Duplicate the secularism excerpt word for word, everything from "If our movement" down to "and your honor.".

##### Page excerpt

We secularists are a vanishingly tiny, highly stigmatized minority attempting improbable feats against impossible odds. Tearing into moderating voices and creating false dichotomies about accommodationism[v] and confrontationalism – it’s preposterous. We need our anger, but we need to learn to use it in ways that work. We also need to learn that anger is just one of dozens of emotions, each with its own purpose and use.
I am often angered, shocked, and aggrieved by the abuses that are endemic to religion and supernaturalism. However, I am also bemused, interested in, and often fascinated by the people who believe in them – and by the comforts they find there. Religion and supernaturalism are the only support structures that exist for a heartbreakingly large portion of humanity; therefore, I cannot condone the idea that the abuses within religion and supernaturalism make retaliatory counter-abuses compulsory.
Religion and supernaturalism are deeply problematic, yet it’s clear that a mere lack of religion doesn’t necessarily ennoble or improve people – because improvement requires sincere self-reflection, healthy community, ethical and moral guidelines, emotional and intellectual proficiency, meaningful communication, and plain old love.
If our movement is to improve and become viable, then we must undertake the serious work that improvement requires. We must also invite community-builders, dissent voices, ambassadors, comedians, intentional non-polemicists, interfaith visionaries, and courageous communicators to use their versions of anger – moderated by sadness, grief, hope, fear, and love – to build a welcoming and inclusive community for current and future refugees from religion and supernaturalism.
Just so we’re clear, these current refugees include you and me. I want to speak with you, my fellow seeker of justice and reason, no matter how angry you are; no matter how horrified you are; and no matter how much your grief threatens to crush you … but we can’t communicate, and we can’t get anywhere together if you let your necessary emotions erase your compassion, your reason, and your honor.

##########
##### Data extracts

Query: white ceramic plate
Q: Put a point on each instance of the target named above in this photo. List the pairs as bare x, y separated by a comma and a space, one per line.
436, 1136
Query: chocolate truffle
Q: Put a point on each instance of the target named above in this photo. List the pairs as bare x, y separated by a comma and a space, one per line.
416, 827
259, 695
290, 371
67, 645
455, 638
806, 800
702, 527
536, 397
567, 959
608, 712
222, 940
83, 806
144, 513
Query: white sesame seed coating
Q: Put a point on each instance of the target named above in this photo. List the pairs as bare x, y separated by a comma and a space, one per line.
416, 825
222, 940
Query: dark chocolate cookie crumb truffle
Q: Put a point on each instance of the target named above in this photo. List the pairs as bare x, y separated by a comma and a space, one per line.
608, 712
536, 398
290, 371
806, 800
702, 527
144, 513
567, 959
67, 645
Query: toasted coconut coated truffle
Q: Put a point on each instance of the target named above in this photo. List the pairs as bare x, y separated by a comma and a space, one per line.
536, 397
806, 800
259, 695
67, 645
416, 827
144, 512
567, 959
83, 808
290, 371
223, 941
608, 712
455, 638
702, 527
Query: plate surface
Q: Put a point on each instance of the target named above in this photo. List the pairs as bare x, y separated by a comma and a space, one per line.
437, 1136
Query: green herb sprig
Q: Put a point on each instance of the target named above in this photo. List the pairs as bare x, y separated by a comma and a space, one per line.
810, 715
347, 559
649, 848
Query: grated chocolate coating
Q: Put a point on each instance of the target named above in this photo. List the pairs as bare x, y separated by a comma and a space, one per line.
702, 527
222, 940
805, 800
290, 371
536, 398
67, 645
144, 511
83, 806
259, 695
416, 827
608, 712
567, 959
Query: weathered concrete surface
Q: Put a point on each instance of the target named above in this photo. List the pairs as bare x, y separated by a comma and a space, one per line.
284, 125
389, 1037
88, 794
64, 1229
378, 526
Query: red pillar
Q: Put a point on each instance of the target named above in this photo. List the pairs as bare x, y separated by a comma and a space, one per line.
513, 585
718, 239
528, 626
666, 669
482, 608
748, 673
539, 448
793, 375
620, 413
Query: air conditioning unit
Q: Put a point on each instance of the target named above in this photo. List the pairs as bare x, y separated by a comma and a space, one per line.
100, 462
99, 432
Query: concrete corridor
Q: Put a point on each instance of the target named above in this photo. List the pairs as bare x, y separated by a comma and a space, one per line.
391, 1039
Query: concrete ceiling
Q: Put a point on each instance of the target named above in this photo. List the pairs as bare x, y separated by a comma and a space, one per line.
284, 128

##########

→ **Exercise solution**
If our movement is to improve and become viable, then we must undertake the serious work that improvement requires. We must also invite community-builders, dissent voices, ambassadors, comedians, intentional non-polemicists, interfaith visionaries, and courageous communicators to use their versions of anger – moderated by sadness, grief, hope, fear, and love – to build a welcoming and inclusive community for current and future refugees from religion and supernaturalism.
Just so we’re clear, these current refugees include you and me. I want to speak with you, my fellow seeker of justice and reason, no matter how angry you are; no matter how horrified you are; and no matter how much your grief threatens to crush you … but we can’t communicate, and we can’t get anywhere together if you let your necessary emotions erase your compassion, your reason, and your honor.